> [DO THIS]:
Show every line in the records below that contains the word "player", copying each line in full.

> [GIVEN RECORDS]:

-------------------------

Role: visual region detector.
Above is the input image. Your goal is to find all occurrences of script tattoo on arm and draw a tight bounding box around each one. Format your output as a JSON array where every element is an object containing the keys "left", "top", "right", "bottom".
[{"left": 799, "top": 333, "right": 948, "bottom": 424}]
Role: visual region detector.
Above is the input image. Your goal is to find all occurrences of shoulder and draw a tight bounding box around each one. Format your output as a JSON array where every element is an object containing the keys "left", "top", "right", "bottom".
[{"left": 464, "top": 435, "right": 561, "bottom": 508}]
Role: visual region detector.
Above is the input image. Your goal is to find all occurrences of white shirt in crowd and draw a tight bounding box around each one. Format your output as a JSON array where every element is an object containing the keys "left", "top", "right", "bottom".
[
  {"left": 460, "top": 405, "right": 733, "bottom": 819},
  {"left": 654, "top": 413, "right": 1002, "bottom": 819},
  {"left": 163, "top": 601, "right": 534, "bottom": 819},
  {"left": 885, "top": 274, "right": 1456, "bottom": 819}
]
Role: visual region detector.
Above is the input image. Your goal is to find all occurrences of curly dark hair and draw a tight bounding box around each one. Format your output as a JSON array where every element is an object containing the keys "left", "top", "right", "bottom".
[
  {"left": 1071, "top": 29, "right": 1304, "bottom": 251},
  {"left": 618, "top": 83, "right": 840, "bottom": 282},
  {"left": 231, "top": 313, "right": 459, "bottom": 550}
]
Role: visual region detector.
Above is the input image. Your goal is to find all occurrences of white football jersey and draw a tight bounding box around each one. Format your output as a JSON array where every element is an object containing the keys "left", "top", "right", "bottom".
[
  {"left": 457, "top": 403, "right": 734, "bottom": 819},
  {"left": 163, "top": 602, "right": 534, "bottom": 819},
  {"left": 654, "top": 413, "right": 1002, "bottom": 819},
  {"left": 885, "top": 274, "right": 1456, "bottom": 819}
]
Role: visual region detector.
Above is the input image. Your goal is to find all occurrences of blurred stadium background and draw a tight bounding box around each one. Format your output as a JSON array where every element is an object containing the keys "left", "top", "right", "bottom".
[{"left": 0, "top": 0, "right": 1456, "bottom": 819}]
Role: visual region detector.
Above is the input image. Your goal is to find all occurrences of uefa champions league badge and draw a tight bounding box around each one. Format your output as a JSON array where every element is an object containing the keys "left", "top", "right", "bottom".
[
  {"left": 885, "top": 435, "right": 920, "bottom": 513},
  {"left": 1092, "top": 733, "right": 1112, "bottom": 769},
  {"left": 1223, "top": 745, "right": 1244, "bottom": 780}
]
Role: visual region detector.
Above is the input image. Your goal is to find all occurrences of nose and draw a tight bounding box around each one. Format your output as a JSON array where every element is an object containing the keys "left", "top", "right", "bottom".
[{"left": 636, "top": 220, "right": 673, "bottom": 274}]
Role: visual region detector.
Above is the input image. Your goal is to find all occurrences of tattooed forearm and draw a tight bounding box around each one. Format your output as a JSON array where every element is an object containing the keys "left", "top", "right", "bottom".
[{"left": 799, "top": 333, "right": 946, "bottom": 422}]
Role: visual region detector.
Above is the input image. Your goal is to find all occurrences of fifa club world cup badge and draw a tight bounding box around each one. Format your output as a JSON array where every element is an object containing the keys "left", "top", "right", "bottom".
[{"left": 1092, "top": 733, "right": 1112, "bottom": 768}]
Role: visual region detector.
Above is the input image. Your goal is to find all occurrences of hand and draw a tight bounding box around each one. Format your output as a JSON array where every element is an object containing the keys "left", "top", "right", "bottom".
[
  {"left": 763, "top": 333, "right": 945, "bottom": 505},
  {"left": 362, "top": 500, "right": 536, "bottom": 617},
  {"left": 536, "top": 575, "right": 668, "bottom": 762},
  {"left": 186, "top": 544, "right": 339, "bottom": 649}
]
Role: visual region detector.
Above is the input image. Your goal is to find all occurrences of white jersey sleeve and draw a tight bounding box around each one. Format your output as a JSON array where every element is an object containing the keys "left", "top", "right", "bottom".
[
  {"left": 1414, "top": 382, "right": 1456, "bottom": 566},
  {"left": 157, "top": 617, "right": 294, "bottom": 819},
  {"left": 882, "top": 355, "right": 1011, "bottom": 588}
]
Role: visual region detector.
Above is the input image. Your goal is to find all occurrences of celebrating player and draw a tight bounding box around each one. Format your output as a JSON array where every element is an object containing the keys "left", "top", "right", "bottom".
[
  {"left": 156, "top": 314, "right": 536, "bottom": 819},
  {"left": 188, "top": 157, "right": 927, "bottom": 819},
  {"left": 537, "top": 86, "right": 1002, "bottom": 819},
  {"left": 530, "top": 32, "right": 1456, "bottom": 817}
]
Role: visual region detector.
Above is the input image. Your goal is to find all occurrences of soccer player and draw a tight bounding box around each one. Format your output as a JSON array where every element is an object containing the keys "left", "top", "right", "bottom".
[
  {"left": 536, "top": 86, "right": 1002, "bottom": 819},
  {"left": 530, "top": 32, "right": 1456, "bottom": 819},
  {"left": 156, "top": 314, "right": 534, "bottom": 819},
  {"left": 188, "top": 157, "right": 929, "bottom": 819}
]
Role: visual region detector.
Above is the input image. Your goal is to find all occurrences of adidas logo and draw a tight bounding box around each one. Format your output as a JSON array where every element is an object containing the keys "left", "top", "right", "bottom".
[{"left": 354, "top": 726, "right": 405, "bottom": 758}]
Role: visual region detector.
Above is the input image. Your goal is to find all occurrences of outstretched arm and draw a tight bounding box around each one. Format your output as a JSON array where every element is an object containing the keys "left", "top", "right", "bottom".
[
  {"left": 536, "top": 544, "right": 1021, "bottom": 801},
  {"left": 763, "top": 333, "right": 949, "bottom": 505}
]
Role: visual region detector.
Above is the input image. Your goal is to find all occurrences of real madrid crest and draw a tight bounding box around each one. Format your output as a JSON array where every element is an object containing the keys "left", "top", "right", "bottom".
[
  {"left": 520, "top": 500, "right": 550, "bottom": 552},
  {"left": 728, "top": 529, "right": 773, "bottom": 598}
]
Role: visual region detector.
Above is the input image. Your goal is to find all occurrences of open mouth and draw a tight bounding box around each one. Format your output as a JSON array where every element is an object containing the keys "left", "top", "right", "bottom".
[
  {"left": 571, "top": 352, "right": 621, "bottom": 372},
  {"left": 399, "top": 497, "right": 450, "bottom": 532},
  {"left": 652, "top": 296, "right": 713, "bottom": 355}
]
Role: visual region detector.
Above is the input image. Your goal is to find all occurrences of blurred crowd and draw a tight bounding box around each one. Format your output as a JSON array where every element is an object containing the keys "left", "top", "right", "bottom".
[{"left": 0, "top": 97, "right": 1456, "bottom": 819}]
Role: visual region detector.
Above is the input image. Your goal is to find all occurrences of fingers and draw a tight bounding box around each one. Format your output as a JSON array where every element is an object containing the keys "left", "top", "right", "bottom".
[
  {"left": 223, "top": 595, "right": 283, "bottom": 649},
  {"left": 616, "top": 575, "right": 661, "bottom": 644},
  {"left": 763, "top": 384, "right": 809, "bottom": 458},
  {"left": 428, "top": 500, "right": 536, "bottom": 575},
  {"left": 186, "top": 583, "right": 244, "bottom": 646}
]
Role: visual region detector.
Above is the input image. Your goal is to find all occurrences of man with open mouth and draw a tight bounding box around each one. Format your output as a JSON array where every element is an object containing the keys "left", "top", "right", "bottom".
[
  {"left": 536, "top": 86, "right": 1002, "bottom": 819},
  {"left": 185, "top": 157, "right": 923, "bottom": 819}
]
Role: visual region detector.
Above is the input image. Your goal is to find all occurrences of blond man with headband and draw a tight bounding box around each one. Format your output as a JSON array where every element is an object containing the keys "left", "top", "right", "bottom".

-------------------------

> [RESULT OF THIS TASK]:
Above is the input image. Your goal is to find all occurrences of celebrating player and draw a tight bounding box around each one. Format your output as a JSON array where every element is an object containing the keys "left", "top", "right", "bottom".
Above is the input image. Your goal is to find all occurrences of soccer player and draw a tight bounding box around each one. Format your output as a JSON array where every element is an object containing the keys "left", "top", "right", "bottom".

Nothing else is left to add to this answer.